### Page excerpt

□ □ □

UPDATE: I've updated and re-reviewed these games which are now closer to their original broadcast, complete with voice over and CD-quality audio. Check them out here!

Did you know that there was more than one official Zelda game on the Super Nintendo? BS I hear you cry! And you'd be right...

On April 23rd, 1995 Nintendo released the Broadcast Satellite to the Japanese market. It was a way to download games and play them at specific times in a similar fashion to a television program. The game data would be downloaded to a custom cartridge, with audio and speech broadcast live throughout the hour. Basically, at specific times during the game, a voice actor would give clues where to go. Also like a television program, they were limited to a set amount of time, often being an hour or two at the same time over a week.

There were four Zelda games broadcast through this service, the first and second being remixed versions of the original game with updated graphics. This would be the only time Nintendo choose to improve the visuals for this game, choosing to emulate the NES game for future releases.

While there are familiar screens and dungeons, their layout is somewhat different. So different in fact, that fans have dubbed them the Third and Fourth Quests (the first two would've been the original game and its bonus Second Quest that was unlocked once completed). This was not the only change. The Broadcast Satellite allowed you to create an avatar of yourself. Although extremely limited (read: Male or Female) compared to the modern Miis, the avatar would become the player in several streaming games, including the Zeldas.

At specific times during your play-hour, your items would temporarily be upgraded or become unlimited allowing for greater ease if you were at a particularly tough spot. It would also pause the game with the word 'Listen' on the screen. A voice actor would then read clues to their audience - something that has unfortunately been lost in the annals of Nintendo HQ.

Fans would later hack these two games to provide English translations as well as bringing the Link sprite back into the game. They would also remove the timer, allowing players to fully explore the world for the first time. There were three different versions of both maps, each one included in the download. If you'd prefer authenticity and difficulty, use the Restoration Maps. If you'd prefer Link as your protagonist, use the Link Maps. This keeps everything the same as the Restoration maps but replaces your avatar with Link. The game will also continue once the time ends. For the easiest choice, you can choose the Quest Maps. Here the timer is completely removed and it gives you the option of which avatar you'd like to play as.

The second game, broadcast in 1997, would be dubbed Ancient Stone Tablets and gave us a completely new adventure set in the realm of Hyrule. It would use the same assets at A Link to the Past but mixed things up by changing the dungeon layout and other content. Like each of the previous quests, this game lasted four weeks with a different chapter broadcast each week.

□ □ □

### Problem 1
Answer these questions from the text on Zelda's Broadcast Satellite games:
(a) On what date did Nintendo release the Broadcast Satellite to the Japanese market?
(b) How many Zelda games were broadcast through this service?
(c) What was the game broadcast in 1997 dubbed?
### Problem 2
Retype the text on Zelda's Broadcast Satellite games from "Fans would later" to "to play as.", with no changes.
The records have no connection to the text on Zelda's Broadcast Satellite games.

□ □ □

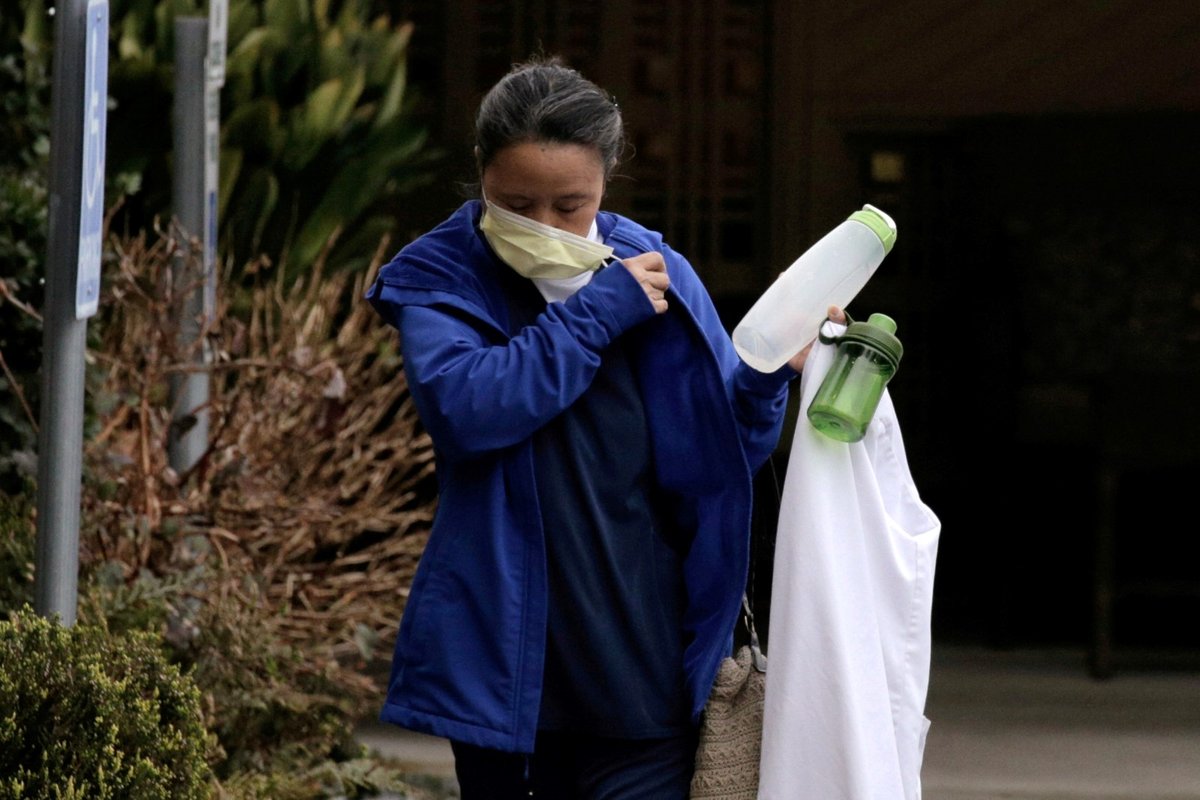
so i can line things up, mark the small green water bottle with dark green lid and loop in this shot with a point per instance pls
(868, 356)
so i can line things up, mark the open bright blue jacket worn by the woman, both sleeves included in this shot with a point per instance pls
(469, 661)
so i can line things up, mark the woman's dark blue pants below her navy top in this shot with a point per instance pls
(579, 767)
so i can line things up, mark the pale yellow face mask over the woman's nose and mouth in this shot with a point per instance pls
(539, 251)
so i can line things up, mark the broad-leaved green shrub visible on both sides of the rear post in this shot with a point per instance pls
(319, 143)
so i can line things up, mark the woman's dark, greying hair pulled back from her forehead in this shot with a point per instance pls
(547, 101)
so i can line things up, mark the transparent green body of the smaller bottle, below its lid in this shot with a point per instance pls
(851, 392)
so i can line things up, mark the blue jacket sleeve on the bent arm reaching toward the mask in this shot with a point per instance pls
(477, 396)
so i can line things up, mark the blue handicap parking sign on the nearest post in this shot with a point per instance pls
(92, 195)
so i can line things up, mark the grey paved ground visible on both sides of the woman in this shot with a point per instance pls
(1015, 726)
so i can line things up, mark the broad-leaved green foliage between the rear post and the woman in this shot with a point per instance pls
(319, 143)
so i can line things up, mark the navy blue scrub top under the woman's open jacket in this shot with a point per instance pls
(615, 575)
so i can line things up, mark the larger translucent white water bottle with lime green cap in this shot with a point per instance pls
(790, 312)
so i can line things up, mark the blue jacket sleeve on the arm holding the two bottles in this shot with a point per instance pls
(759, 400)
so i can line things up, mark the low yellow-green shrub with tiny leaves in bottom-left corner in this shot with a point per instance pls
(89, 714)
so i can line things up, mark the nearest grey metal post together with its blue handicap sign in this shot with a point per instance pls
(79, 119)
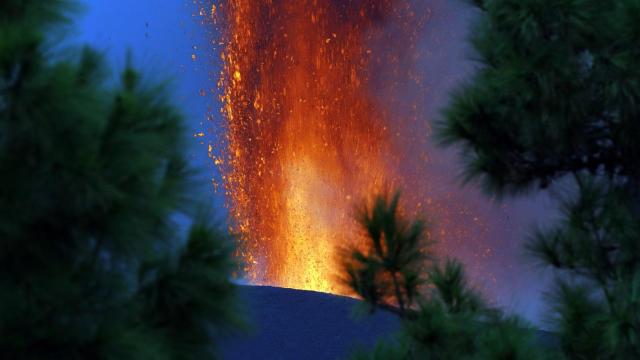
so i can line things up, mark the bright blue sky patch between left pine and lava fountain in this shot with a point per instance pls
(163, 35)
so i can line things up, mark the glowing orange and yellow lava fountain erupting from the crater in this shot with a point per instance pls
(309, 129)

□ □ □

### Answer box 1
(a) April 23rd, 1995
(b) Four
(c) Ancient Stone Tablets

### Answer box 2
Fans would later hack these two games to provide English translations as well as bringing the Link sprite back into the game. They would also remove the timer, allowing players to fully explore the world for the first time. There were three different versions of both maps, each one included in the download. If you'd prefer authenticity and difficulty, use the Restoration Maps. If you'd prefer Link as your protagonist, use the Link Maps. This keeps everything the same as the Restoration maps but replaces your avatar with Link. The game will also continue once the time ends. For the easiest choice, you can choose the Quest Maps. Here the timer is completely removed and it gives you the option of which avatar you'd like to play as.